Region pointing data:
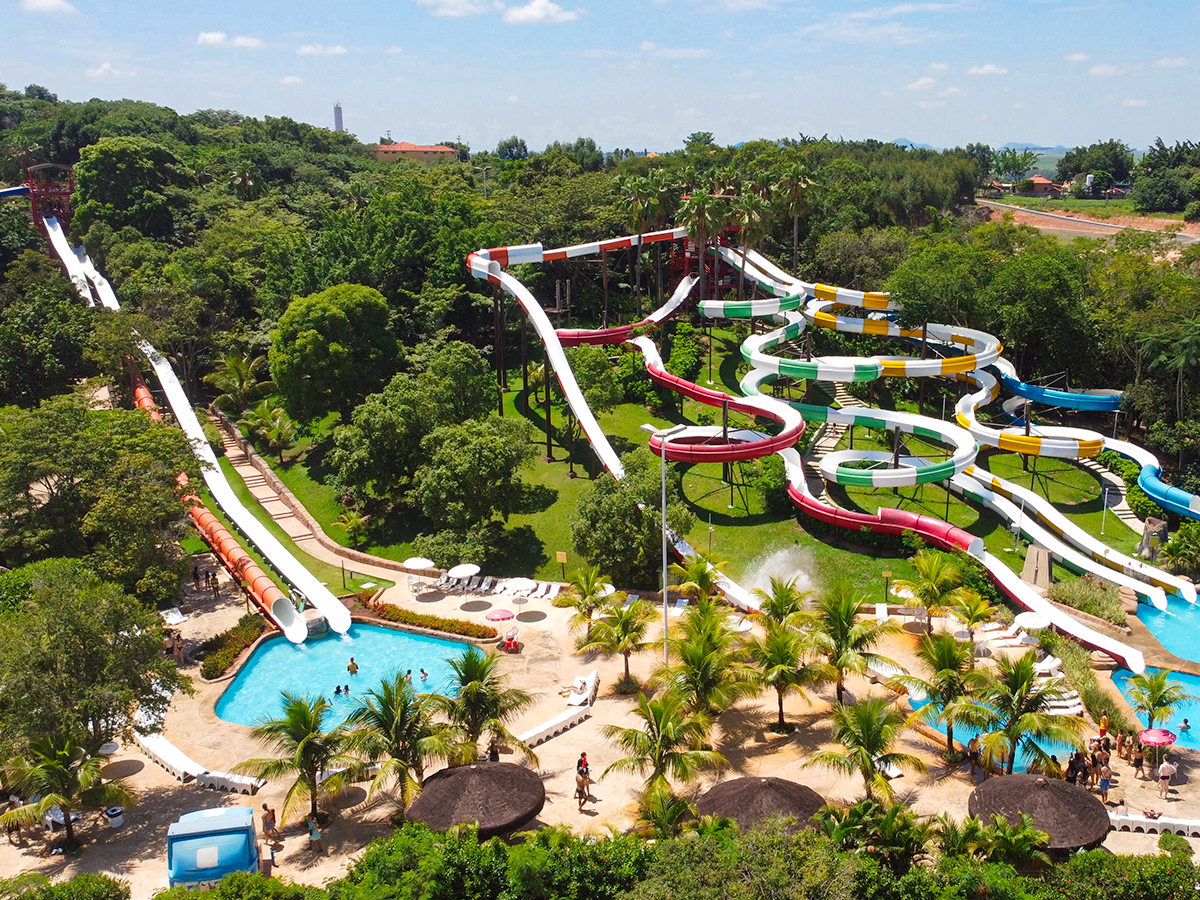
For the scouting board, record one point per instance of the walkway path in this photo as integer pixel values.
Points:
(282, 507)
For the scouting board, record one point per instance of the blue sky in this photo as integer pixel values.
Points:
(637, 75)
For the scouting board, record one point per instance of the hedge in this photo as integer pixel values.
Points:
(437, 623)
(221, 651)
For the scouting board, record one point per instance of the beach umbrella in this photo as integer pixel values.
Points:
(1071, 815)
(1157, 737)
(498, 796)
(748, 801)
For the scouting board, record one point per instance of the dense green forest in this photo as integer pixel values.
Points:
(322, 298)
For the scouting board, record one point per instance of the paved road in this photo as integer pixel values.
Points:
(1083, 225)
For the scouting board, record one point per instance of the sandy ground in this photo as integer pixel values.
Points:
(137, 851)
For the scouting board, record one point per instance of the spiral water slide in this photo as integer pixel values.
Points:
(87, 279)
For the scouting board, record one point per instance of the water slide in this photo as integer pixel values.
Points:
(281, 610)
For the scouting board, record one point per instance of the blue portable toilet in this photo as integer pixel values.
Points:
(207, 845)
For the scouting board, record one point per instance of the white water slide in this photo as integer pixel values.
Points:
(292, 624)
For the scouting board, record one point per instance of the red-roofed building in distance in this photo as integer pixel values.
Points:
(420, 153)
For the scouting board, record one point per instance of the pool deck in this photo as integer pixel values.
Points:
(546, 663)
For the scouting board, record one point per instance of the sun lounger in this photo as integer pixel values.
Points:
(588, 695)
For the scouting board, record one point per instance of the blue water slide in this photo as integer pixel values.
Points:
(1097, 401)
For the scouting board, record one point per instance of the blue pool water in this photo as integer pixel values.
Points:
(315, 667)
(1177, 627)
(1188, 709)
(963, 733)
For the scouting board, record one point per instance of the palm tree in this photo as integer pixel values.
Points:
(1014, 711)
(59, 773)
(237, 378)
(622, 630)
(396, 726)
(354, 522)
(951, 685)
(699, 214)
(793, 184)
(868, 731)
(305, 748)
(779, 660)
(784, 603)
(972, 609)
(847, 643)
(483, 702)
(587, 593)
(665, 745)
(273, 426)
(939, 582)
(1156, 695)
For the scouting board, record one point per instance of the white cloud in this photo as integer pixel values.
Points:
(457, 7)
(319, 49)
(673, 52)
(220, 39)
(52, 6)
(538, 11)
(106, 70)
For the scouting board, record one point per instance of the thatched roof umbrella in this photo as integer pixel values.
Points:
(748, 801)
(499, 796)
(1068, 814)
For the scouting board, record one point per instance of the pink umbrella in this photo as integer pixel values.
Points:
(1157, 737)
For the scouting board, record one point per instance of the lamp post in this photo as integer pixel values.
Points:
(664, 436)
(485, 169)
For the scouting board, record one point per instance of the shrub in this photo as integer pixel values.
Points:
(221, 651)
(1091, 595)
(437, 623)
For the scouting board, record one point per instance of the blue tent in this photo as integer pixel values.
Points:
(207, 845)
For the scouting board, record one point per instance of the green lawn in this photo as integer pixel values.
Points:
(330, 575)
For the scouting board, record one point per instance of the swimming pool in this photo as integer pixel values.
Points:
(315, 667)
(1177, 627)
(1188, 709)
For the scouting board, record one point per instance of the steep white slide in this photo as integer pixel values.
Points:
(293, 625)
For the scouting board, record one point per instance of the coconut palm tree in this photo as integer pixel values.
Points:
(622, 630)
(483, 702)
(793, 184)
(849, 645)
(59, 773)
(396, 727)
(305, 747)
(1156, 695)
(778, 658)
(937, 585)
(951, 685)
(237, 378)
(1014, 709)
(784, 603)
(587, 593)
(666, 743)
(868, 732)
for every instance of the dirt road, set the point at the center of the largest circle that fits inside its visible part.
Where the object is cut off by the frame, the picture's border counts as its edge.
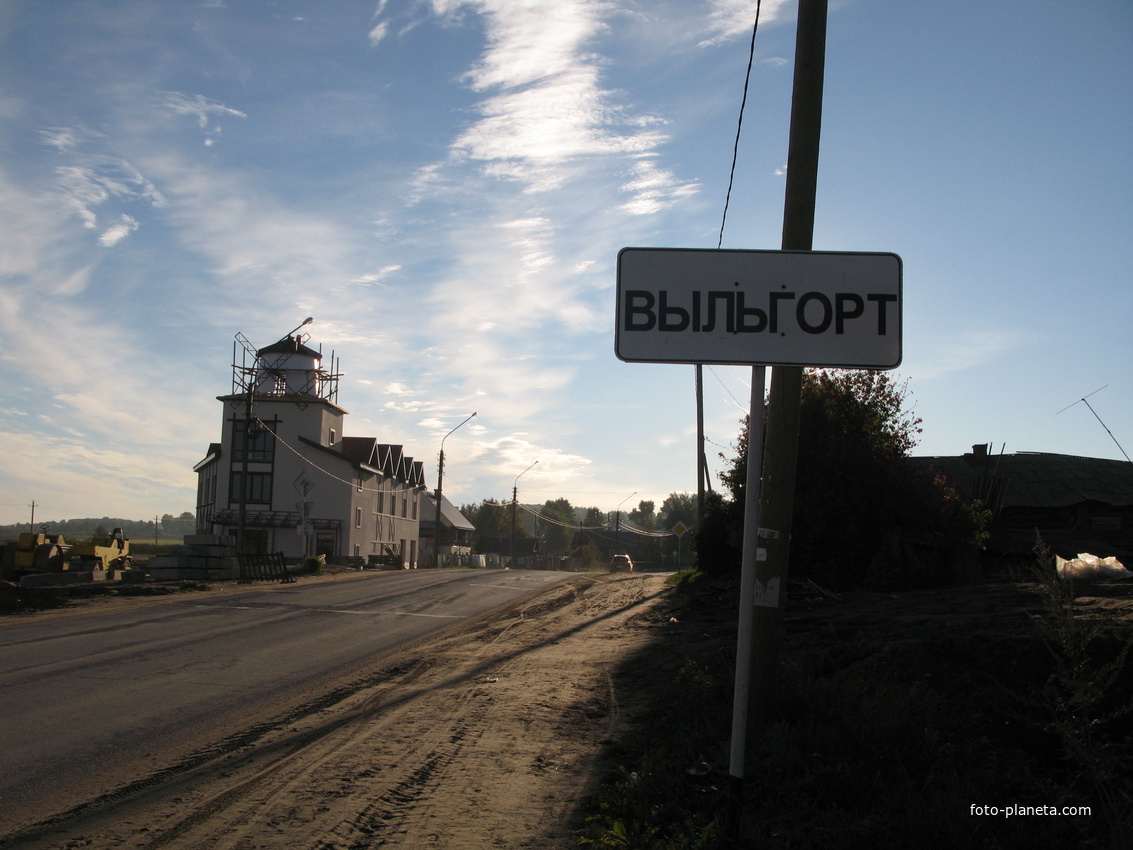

**ASSIGNMENT**
Pictures excluded, quote all the data above exactly.

**RESPONSE TO THIS EXERCISE**
For the scouting board, record one point per instance of the walkway path in this photo as integer pixel values.
Points:
(282, 507)
For the scouting board, record one point per instance of the blue sky in this photo as integer pixel values.
Points:
(637, 75)
For the scouting board, record one point per instance of the hedge in this photo as integer pixel values.
Points:
(437, 623)
(221, 651)
For the scouting board, record one point per instance of the beach umbrella in this photo as integer pixel values.
Points:
(1071, 815)
(1157, 737)
(498, 796)
(748, 801)
For the scouting board, record one point per instance of the dense green forest in this photo as integer pixel values.
Points:
(322, 298)
For the scouting board, record one point per instance of the paved road in this photo as integer pixel values.
Points:
(1083, 225)
For the scouting board, record one point per instance of the sandy ground in this photo as integer pixel values.
Points:
(137, 851)
For the scouting board, record one point per instance of the spiral water slide in this photo as integer pixel values.
Points:
(87, 279)
For the scouting board, record one point per instance of the water slide in this photo as integer pixel values.
Points:
(281, 610)
For the scouting board, record one point per instance of the blue portable toilet in this photo as integer pixel values.
Points:
(207, 845)
For the scouting board, record one point per instance of the white water slide in this photo as integer pixel values.
Points:
(292, 624)
For the scouting board, record one point per instance of the red-roofed building in distance in this photo as integer pixel values.
Points:
(420, 153)
For the scouting board, record one point per instance of the pool deck in this photo as integer pixel values.
Points:
(546, 663)
For the scouting board, record one point per instance of the sun lounger in this photo as integer pixel values.
Points:
(588, 695)
For the scouting board, record one point per instance of the blue water slide in this photo as integer pixel values.
Points:
(1097, 401)
For the scouting board, record one point per instance of the blue pool water in this photo as integer pixel values.
Points:
(315, 667)
(1177, 627)
(1188, 709)
(963, 733)
For the scouting board, record one point per instance of the palm tree in this photo as integer pixel values.
Points:
(1014, 711)
(59, 773)
(237, 378)
(622, 630)
(396, 726)
(354, 522)
(951, 685)
(699, 214)
(793, 184)
(868, 731)
(305, 748)
(779, 660)
(784, 603)
(972, 609)
(847, 643)
(483, 702)
(587, 593)
(665, 745)
(273, 426)
(939, 582)
(1156, 695)
For the scouting board, record one point per instance of the white cloud in this photo as integer pixel values.
Points:
(457, 7)
(319, 49)
(673, 52)
(220, 39)
(52, 6)
(538, 11)
(106, 70)
For the scouting board, record one point per instance of the thatched roof umbrella in this photo as integer pixel values.
Points:
(748, 801)
(499, 796)
(1068, 814)
For the scouting board, record one point per instance of the pink umbrella in this photo as integer pixel values.
Points:
(1157, 737)
For the scouting board, record one point per instance of the lamp post in this photo as integer pixel values.
Points:
(664, 436)
(485, 169)
For the scouting board, record one point per instance of the shrub in this photo as integer pixel values.
Points:
(221, 651)
(1091, 595)
(437, 623)
For the scouting board, record one point per instance of the blue tent in this photo as integer pixel values.
Points:
(207, 845)
For the scouting board, record one point per instance of the green lawn in this photo as integer pixel values.
Points:
(330, 575)
For the scouting board, record one point per instance of the swimming pool in this photo as integer pixel values.
Points:
(315, 667)
(1177, 627)
(1188, 709)
For the scouting board, record one point per instance of the steep white slide in this photo as integer pixel values.
Points:
(293, 625)
For the scouting board, record one point per instance of the coconut palm tree in this photo as integer pixel values.
Points:
(622, 630)
(483, 702)
(793, 184)
(849, 645)
(59, 773)
(396, 727)
(305, 747)
(1156, 695)
(778, 658)
(937, 585)
(951, 685)
(237, 378)
(1014, 709)
(784, 603)
(587, 593)
(666, 743)
(868, 732)
for every instance of the dirt road, set the point at the center of the largest circle that fits inside its visible part.
Where the object is cut off by the frame, the picture's border counts as its edge.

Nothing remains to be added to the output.